YOUR TASK: No pictures, please. Copy exactly the lines from the one with "Exercise. Point to the bird's head" through the final line below.

** Opening DATA FOR THE TASK block **

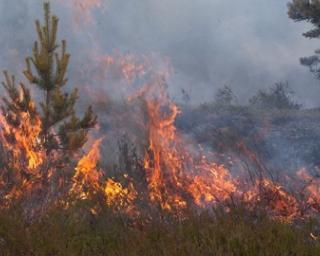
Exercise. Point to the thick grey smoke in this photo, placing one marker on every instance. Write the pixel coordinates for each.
(248, 44)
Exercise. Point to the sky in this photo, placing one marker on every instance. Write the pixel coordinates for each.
(248, 44)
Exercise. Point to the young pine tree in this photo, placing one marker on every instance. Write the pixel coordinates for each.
(61, 132)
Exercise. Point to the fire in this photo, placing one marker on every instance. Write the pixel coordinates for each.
(87, 177)
(312, 188)
(274, 198)
(26, 138)
(175, 177)
(120, 197)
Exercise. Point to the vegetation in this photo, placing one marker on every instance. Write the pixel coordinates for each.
(78, 232)
(61, 132)
(278, 97)
(302, 10)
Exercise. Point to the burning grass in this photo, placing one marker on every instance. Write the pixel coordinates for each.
(166, 196)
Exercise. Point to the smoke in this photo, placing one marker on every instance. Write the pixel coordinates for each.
(246, 44)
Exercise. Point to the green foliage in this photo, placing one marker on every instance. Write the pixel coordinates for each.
(278, 97)
(61, 130)
(306, 10)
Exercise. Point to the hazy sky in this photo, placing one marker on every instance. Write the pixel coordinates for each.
(247, 44)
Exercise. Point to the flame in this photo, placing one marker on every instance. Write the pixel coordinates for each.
(176, 178)
(26, 138)
(283, 205)
(117, 195)
(312, 188)
(87, 177)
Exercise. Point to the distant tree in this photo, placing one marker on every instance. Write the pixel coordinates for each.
(61, 132)
(308, 10)
(225, 97)
(278, 96)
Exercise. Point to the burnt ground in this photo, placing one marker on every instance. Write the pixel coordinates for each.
(282, 139)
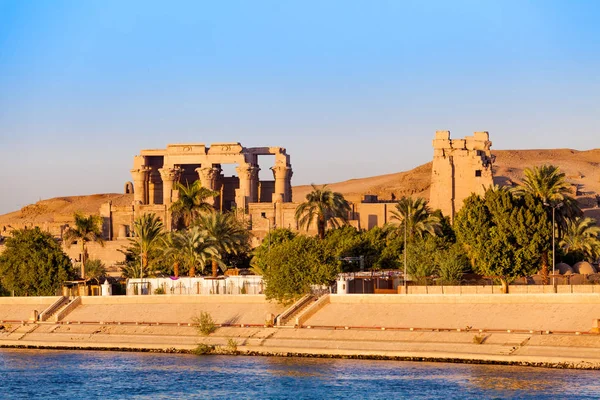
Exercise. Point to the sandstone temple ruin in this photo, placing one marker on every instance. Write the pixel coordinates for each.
(155, 174)
(460, 167)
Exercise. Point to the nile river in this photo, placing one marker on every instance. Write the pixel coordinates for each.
(29, 374)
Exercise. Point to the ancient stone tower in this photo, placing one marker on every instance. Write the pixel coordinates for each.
(460, 167)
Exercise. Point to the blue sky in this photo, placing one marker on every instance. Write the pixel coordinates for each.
(350, 88)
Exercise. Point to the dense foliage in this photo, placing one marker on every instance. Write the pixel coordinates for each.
(292, 266)
(33, 264)
(504, 236)
(323, 207)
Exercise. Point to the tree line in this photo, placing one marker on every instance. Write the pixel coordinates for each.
(504, 234)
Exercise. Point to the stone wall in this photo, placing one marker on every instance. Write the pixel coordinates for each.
(460, 167)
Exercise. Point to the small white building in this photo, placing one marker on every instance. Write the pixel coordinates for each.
(240, 284)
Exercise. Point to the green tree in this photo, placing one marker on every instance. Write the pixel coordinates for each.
(503, 236)
(581, 240)
(191, 203)
(228, 234)
(171, 254)
(294, 265)
(259, 255)
(148, 231)
(195, 248)
(548, 184)
(416, 216)
(33, 264)
(452, 264)
(94, 270)
(422, 260)
(86, 229)
(325, 207)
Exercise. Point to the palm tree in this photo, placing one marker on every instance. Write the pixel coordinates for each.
(325, 207)
(545, 182)
(94, 270)
(549, 185)
(195, 248)
(415, 216)
(171, 253)
(86, 229)
(148, 233)
(191, 202)
(582, 236)
(228, 234)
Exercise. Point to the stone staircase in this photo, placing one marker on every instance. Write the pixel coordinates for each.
(288, 317)
(20, 332)
(514, 342)
(290, 321)
(53, 309)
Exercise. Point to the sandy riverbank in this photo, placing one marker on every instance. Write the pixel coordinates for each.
(152, 324)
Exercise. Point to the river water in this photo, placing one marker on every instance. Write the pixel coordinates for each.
(31, 374)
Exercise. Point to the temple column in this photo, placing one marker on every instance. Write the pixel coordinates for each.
(288, 185)
(243, 193)
(254, 184)
(154, 186)
(281, 173)
(140, 177)
(208, 179)
(169, 176)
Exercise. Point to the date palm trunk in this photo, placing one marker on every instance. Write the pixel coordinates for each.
(83, 259)
(215, 267)
(545, 273)
(504, 284)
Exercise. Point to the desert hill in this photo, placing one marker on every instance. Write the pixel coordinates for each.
(582, 169)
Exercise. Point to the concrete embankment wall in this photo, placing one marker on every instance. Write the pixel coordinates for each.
(232, 309)
(555, 312)
(490, 289)
(21, 308)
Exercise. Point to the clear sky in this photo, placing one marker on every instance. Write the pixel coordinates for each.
(350, 88)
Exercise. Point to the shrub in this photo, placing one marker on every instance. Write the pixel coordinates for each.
(205, 322)
(479, 339)
(203, 349)
(232, 345)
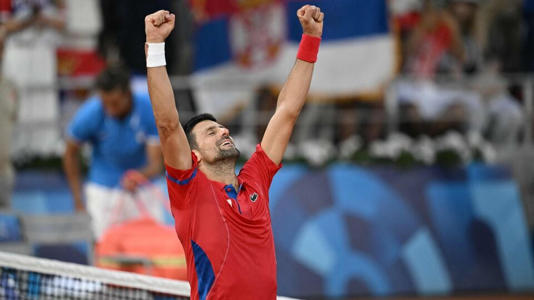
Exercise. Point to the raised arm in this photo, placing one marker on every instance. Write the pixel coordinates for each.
(175, 148)
(294, 92)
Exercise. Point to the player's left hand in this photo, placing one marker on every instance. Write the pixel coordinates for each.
(311, 20)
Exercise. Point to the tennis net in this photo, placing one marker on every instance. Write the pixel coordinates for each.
(26, 277)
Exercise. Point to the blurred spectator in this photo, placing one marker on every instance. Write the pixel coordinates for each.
(123, 32)
(504, 115)
(120, 127)
(528, 18)
(427, 108)
(8, 109)
(502, 34)
(435, 45)
(31, 35)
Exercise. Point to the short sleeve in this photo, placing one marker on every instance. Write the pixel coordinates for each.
(84, 125)
(180, 183)
(260, 168)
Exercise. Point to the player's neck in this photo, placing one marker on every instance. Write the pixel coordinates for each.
(221, 171)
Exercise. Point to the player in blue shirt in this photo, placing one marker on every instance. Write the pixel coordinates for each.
(119, 125)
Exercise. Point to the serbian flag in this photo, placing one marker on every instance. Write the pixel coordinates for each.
(240, 45)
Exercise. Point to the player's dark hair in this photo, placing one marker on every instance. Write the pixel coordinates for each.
(189, 125)
(113, 77)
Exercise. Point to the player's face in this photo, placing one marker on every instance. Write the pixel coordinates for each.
(117, 102)
(214, 142)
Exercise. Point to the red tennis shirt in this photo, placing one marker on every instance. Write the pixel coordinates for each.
(226, 234)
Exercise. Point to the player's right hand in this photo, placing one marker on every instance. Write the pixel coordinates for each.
(158, 26)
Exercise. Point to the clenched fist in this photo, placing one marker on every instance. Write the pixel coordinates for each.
(311, 19)
(158, 26)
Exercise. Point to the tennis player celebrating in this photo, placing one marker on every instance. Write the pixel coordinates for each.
(223, 220)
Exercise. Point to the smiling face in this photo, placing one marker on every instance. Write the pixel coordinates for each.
(213, 142)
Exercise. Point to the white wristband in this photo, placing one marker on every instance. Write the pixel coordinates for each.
(155, 56)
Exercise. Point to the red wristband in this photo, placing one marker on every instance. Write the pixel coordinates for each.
(308, 48)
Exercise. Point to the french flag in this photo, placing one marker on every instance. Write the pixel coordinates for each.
(240, 45)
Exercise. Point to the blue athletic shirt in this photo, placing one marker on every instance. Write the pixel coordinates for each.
(118, 145)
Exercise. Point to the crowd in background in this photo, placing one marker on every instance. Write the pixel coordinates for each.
(454, 65)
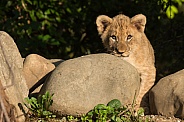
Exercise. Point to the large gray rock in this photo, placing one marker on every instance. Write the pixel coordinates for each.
(167, 96)
(36, 67)
(81, 83)
(11, 77)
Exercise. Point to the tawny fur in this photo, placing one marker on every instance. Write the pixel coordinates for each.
(124, 37)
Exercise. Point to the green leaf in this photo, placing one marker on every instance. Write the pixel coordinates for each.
(115, 103)
(100, 106)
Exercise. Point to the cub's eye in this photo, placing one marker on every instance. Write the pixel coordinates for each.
(113, 37)
(129, 37)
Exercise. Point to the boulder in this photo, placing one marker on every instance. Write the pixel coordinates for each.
(167, 96)
(11, 77)
(81, 83)
(36, 67)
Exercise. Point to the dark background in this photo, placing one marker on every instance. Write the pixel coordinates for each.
(66, 29)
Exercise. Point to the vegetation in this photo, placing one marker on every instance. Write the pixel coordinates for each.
(114, 111)
(40, 107)
(66, 28)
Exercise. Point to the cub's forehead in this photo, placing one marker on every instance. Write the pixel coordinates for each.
(121, 21)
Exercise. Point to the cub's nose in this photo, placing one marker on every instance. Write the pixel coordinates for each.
(121, 48)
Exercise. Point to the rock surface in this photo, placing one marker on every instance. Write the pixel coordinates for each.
(11, 77)
(81, 83)
(36, 67)
(167, 96)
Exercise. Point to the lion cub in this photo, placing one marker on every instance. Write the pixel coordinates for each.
(124, 37)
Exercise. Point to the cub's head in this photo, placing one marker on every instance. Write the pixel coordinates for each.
(120, 32)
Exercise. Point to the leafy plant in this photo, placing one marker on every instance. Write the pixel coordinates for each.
(114, 112)
(40, 107)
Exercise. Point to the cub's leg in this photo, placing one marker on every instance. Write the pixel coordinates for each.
(147, 81)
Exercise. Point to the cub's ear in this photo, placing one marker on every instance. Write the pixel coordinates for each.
(102, 22)
(139, 21)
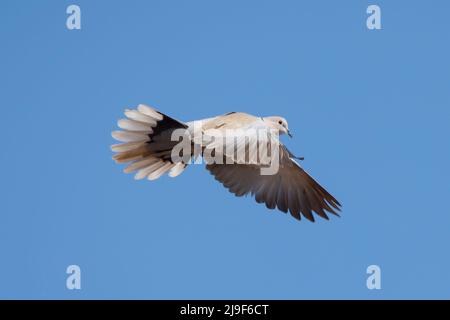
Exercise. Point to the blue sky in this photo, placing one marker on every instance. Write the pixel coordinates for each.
(370, 111)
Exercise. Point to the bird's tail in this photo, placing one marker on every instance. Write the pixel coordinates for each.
(147, 143)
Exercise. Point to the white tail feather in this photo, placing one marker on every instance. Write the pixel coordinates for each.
(150, 112)
(123, 147)
(126, 136)
(133, 125)
(136, 115)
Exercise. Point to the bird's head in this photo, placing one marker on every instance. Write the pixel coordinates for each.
(278, 123)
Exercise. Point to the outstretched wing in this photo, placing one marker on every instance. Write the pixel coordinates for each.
(291, 189)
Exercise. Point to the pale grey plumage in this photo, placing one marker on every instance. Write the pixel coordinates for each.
(148, 149)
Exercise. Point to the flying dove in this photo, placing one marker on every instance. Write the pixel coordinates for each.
(148, 147)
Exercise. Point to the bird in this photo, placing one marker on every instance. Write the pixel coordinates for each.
(147, 146)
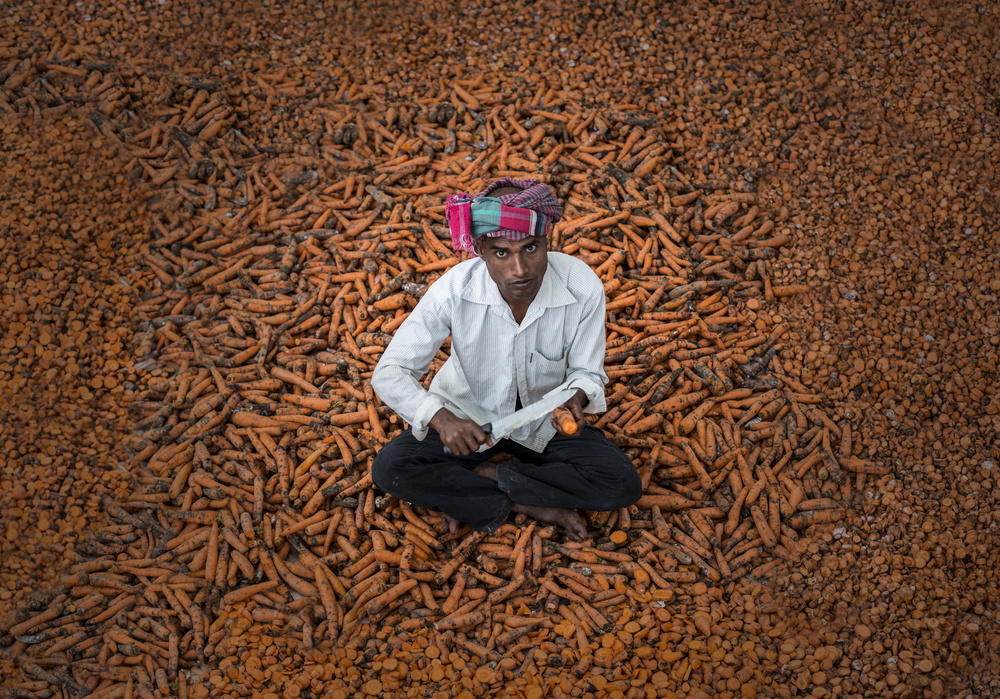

** Closing DATA FOR THE TASK block **

TASK SOLUTION:
Exercise. Point to the bird's head in this photo, placing one marker on every instance. Write the pixel coordinates for each.
(278, 123)
Exercise. Point to the outstretched wing in this photo, placing one marker on every instance. Write the pixel coordinates for each.
(291, 189)
Exercise. Point to the pale grey plumage in this photo, placing one marker on every instance. Write the pixel coordinates for each.
(148, 149)
Exercise. Point to the flying dove in this photo, placing one marker on every instance. Write the pixel coordinates for each.
(148, 147)
Exercise. Point to the bird in this photo, placing one marker on every instance. Write the pixel coordinates for each.
(147, 146)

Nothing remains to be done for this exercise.